#### WHAT THE EXERCISE ASKS:
The lines below starting at the line containing "box: [670, 271, 847, 383]" and ending at the line containing "negative clicks: (319, 386)" are to be repeated exactly, with both ends kept and nothing else added.

Saved entries:
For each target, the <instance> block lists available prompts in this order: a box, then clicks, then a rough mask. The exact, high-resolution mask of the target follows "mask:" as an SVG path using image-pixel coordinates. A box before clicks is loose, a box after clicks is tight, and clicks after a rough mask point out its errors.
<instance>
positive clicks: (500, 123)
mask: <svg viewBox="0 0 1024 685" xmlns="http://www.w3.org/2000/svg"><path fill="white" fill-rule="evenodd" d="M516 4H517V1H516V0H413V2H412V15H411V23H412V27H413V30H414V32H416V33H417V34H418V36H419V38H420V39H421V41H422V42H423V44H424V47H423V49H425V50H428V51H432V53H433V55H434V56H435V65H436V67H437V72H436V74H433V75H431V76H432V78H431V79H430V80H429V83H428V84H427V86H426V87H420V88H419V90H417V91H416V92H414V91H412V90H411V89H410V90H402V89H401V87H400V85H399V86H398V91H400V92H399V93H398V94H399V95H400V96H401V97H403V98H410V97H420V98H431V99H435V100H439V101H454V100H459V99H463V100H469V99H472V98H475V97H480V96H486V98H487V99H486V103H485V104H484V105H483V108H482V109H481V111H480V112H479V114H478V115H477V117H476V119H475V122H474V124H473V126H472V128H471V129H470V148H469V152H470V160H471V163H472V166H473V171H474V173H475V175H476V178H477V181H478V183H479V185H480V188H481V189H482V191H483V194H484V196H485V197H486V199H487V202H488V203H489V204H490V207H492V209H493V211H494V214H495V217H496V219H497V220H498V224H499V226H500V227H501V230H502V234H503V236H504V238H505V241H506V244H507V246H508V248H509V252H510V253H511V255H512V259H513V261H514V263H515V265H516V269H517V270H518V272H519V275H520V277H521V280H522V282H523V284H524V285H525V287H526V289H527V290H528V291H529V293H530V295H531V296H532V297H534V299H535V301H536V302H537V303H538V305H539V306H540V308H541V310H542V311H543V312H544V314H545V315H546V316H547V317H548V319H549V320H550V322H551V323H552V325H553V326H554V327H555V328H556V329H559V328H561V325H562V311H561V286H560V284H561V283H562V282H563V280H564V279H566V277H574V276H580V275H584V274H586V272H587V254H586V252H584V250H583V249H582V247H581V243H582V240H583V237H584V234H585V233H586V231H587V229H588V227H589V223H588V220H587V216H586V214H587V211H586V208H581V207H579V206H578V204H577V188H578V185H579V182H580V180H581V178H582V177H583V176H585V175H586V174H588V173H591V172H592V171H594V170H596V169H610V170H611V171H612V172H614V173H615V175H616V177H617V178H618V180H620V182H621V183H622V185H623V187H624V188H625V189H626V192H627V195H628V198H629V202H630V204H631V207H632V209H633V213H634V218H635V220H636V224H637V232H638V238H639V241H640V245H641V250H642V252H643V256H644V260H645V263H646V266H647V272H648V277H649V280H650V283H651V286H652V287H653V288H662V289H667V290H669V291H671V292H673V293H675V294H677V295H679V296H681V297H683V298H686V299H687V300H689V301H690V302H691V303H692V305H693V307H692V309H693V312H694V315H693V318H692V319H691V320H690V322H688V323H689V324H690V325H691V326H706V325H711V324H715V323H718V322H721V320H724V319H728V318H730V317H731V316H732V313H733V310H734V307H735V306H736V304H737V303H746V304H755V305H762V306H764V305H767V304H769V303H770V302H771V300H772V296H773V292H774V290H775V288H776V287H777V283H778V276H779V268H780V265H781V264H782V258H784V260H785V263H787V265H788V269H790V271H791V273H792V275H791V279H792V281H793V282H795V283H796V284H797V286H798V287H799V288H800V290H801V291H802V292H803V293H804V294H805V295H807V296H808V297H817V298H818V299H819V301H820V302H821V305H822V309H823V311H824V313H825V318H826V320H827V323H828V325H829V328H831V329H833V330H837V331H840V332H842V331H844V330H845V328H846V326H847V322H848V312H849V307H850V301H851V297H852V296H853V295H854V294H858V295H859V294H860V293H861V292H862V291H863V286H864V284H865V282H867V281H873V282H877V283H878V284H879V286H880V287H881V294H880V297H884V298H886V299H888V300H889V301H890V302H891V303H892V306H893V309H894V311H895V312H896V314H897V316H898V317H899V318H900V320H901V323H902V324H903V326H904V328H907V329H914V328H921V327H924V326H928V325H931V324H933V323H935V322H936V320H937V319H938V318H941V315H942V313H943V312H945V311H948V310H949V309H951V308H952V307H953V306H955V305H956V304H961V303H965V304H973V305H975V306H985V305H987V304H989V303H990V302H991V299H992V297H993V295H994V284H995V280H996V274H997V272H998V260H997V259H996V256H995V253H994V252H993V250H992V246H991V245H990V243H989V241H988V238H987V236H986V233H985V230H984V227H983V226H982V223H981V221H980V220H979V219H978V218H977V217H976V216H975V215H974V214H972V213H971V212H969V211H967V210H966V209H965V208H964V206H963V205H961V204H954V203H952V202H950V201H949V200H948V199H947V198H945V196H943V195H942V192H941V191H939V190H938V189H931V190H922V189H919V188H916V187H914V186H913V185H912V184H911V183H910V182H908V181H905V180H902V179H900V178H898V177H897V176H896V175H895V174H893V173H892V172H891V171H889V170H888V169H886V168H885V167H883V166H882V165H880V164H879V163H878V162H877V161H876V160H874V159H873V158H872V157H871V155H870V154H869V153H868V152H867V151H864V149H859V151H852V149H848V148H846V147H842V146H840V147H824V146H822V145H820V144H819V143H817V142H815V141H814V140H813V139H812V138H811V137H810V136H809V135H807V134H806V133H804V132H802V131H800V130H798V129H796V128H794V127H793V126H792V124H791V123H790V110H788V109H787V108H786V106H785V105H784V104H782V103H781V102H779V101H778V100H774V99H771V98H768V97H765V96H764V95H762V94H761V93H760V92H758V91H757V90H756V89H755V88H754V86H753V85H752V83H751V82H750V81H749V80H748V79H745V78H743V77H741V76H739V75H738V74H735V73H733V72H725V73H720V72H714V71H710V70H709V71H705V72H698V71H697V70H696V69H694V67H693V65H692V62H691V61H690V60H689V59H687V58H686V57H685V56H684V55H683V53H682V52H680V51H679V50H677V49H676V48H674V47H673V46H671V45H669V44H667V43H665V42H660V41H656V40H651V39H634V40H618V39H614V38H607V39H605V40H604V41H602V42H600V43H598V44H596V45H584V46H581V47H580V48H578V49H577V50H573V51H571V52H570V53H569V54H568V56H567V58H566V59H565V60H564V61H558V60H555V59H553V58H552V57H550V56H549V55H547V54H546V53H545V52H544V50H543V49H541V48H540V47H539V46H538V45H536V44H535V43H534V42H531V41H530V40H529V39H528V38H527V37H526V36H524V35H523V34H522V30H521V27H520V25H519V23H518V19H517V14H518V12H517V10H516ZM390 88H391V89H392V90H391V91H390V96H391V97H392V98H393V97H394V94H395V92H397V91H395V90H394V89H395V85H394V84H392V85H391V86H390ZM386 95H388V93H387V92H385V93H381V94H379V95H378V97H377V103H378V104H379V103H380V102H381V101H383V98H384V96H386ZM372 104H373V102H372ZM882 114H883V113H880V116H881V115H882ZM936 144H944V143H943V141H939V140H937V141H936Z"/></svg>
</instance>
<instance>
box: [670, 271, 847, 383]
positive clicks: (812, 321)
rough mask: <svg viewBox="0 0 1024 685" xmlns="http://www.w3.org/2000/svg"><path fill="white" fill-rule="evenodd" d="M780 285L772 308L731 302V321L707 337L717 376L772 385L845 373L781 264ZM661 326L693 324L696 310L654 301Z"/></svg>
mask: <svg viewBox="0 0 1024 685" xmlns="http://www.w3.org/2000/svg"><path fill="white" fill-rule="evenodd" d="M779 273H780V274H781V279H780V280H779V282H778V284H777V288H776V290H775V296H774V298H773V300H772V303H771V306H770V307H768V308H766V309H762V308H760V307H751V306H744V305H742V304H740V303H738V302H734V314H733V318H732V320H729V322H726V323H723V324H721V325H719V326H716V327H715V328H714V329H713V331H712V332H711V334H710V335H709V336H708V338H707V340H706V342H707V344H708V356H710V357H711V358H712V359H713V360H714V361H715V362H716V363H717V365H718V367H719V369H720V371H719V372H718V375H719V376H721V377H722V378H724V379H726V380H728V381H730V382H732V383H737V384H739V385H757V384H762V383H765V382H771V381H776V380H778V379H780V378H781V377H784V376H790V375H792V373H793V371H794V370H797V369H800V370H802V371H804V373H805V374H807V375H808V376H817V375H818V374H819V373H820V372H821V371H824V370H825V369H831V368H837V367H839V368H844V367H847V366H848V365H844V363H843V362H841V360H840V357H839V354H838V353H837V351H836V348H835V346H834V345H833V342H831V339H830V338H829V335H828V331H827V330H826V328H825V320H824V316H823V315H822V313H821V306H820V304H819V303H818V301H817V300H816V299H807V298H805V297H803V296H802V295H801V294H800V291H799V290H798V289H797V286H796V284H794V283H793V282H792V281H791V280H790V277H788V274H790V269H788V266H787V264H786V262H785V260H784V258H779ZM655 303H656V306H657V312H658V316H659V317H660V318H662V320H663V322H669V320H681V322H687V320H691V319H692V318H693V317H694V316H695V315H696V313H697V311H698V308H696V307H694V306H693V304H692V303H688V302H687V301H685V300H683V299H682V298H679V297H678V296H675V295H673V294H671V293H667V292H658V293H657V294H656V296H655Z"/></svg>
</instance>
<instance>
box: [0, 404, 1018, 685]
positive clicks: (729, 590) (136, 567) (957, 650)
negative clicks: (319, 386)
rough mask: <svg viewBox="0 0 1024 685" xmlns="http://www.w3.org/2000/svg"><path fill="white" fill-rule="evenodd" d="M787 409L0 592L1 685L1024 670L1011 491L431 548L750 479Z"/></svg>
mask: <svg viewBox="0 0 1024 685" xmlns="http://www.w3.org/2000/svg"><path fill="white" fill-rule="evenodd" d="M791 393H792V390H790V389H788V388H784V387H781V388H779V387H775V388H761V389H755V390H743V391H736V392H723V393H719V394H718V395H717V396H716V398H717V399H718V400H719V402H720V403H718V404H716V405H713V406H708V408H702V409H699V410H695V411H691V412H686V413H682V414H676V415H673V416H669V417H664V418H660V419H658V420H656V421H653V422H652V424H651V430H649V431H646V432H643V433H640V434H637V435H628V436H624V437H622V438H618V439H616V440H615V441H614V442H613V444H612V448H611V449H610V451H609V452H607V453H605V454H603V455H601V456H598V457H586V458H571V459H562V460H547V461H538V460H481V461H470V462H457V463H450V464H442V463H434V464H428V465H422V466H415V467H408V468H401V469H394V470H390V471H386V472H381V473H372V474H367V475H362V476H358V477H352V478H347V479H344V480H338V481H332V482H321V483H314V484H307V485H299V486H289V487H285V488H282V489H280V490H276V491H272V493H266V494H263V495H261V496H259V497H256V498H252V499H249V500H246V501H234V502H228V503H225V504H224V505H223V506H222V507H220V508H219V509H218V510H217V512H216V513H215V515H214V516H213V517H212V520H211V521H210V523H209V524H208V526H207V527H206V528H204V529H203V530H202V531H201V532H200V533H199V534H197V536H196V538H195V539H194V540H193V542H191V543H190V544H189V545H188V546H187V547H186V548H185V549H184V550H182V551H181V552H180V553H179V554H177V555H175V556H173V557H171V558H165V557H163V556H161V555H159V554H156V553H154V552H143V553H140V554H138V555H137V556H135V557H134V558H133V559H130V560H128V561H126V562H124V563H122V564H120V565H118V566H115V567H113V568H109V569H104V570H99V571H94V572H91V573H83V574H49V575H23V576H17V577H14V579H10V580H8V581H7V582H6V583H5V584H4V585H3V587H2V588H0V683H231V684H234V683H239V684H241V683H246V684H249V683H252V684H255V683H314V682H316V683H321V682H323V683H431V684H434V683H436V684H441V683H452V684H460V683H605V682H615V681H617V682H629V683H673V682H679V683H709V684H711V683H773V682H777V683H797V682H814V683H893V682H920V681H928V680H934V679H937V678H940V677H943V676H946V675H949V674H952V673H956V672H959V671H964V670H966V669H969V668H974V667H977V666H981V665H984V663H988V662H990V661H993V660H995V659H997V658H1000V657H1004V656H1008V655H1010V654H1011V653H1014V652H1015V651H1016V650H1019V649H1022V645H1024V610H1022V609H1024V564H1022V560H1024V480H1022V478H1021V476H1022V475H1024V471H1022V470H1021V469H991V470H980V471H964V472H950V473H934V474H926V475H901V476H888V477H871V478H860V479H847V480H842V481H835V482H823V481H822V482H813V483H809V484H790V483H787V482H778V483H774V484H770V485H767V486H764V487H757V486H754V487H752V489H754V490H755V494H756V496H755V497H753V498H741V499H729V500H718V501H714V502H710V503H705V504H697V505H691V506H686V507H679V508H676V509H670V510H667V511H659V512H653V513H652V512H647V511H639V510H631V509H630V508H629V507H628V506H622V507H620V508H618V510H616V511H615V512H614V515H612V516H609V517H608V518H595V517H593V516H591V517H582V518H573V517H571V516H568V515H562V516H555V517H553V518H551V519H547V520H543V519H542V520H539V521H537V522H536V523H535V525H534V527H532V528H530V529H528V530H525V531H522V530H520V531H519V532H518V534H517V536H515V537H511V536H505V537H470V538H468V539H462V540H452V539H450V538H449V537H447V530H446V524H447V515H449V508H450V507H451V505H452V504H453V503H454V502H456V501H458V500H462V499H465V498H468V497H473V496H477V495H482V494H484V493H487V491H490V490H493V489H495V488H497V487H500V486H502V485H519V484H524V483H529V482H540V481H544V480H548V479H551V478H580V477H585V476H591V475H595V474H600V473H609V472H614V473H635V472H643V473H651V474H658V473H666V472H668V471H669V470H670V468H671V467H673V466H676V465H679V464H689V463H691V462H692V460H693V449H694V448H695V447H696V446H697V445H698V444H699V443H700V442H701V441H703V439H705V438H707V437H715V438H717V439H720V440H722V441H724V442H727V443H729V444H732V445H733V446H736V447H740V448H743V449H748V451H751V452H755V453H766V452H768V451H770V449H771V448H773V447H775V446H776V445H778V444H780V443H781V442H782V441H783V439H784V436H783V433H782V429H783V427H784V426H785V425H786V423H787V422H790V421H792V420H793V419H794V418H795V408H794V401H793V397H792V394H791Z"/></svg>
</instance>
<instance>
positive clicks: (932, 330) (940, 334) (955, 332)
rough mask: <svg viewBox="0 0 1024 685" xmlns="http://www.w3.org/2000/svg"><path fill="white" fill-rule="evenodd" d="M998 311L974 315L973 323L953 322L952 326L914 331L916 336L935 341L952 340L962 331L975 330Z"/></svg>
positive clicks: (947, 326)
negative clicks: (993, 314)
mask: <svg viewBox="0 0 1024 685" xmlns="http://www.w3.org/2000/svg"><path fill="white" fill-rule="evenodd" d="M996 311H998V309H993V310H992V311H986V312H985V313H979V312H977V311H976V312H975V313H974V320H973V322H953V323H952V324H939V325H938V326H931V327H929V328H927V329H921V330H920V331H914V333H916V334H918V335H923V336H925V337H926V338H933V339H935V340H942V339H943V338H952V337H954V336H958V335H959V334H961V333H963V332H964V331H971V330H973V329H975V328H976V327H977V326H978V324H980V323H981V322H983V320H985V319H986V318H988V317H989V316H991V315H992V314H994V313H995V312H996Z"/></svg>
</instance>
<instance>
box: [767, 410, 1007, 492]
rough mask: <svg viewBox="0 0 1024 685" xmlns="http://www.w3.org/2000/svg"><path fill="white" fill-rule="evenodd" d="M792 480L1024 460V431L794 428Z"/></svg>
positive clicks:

#### ANSWER SECTION:
box: [670, 271, 847, 383]
positive clicks: (812, 321)
rough mask: <svg viewBox="0 0 1024 685" xmlns="http://www.w3.org/2000/svg"><path fill="white" fill-rule="evenodd" d="M780 285L772 308L731 302V321L707 337L717 376L772 385L845 373L781 264ZM661 326L693 324L696 310L654 301Z"/></svg>
mask: <svg viewBox="0 0 1024 685" xmlns="http://www.w3.org/2000/svg"><path fill="white" fill-rule="evenodd" d="M779 273H780V274H781V279H780V280H779V282H778V284H777V288H776V290H775V296H774V298H773V300H772V303H771V306H770V307H768V308H766V309H762V308H760V307H751V306H744V305H742V304H740V303H738V302H734V314H733V318H732V320H729V322H726V323H723V324H721V325H719V326H716V327H715V328H714V329H713V331H712V332H711V334H710V335H709V336H708V338H707V340H706V342H707V344H708V356H710V357H711V358H712V359H713V360H714V361H715V362H716V363H717V365H718V367H719V369H720V371H719V372H718V375H719V376H721V377H722V378H724V379H726V380H728V381H730V382H732V383H737V384H739V385H757V384H762V383H765V382H771V381H776V380H778V379H780V378H781V377H784V376H790V375H792V373H793V371H794V370H797V369H800V370H802V371H804V373H805V374H807V375H808V376H817V375H818V374H819V373H820V372H821V371H824V370H825V369H831V368H837V367H839V368H844V367H847V366H848V365H844V363H843V362H841V360H840V357H839V354H838V353H837V351H836V348H835V346H834V345H833V342H831V339H830V338H829V335H828V331H827V330H826V328H825V320H824V316H823V315H822V313H821V306H820V304H819V303H818V301H817V300H816V299H807V298H805V297H803V296H802V295H801V294H800V291H799V290H798V289H797V286H796V284H794V283H793V282H792V281H791V280H790V277H788V274H790V269H788V266H787V264H786V262H785V260H784V258H779ZM655 303H656V306H657V312H658V316H659V317H660V318H662V320H663V322H669V320H681V322H687V320H691V319H692V318H693V317H694V316H695V315H696V313H697V311H698V308H696V307H694V306H693V304H692V303H688V302H687V301H685V300H683V299H682V298H679V297H678V296H675V295H673V294H671V293H667V292H658V293H657V294H656V296H655Z"/></svg>
</instance>
<instance>
box: [0, 404, 1018, 685]
positive clicks: (729, 590) (136, 567) (957, 650)
negative clicks: (319, 386)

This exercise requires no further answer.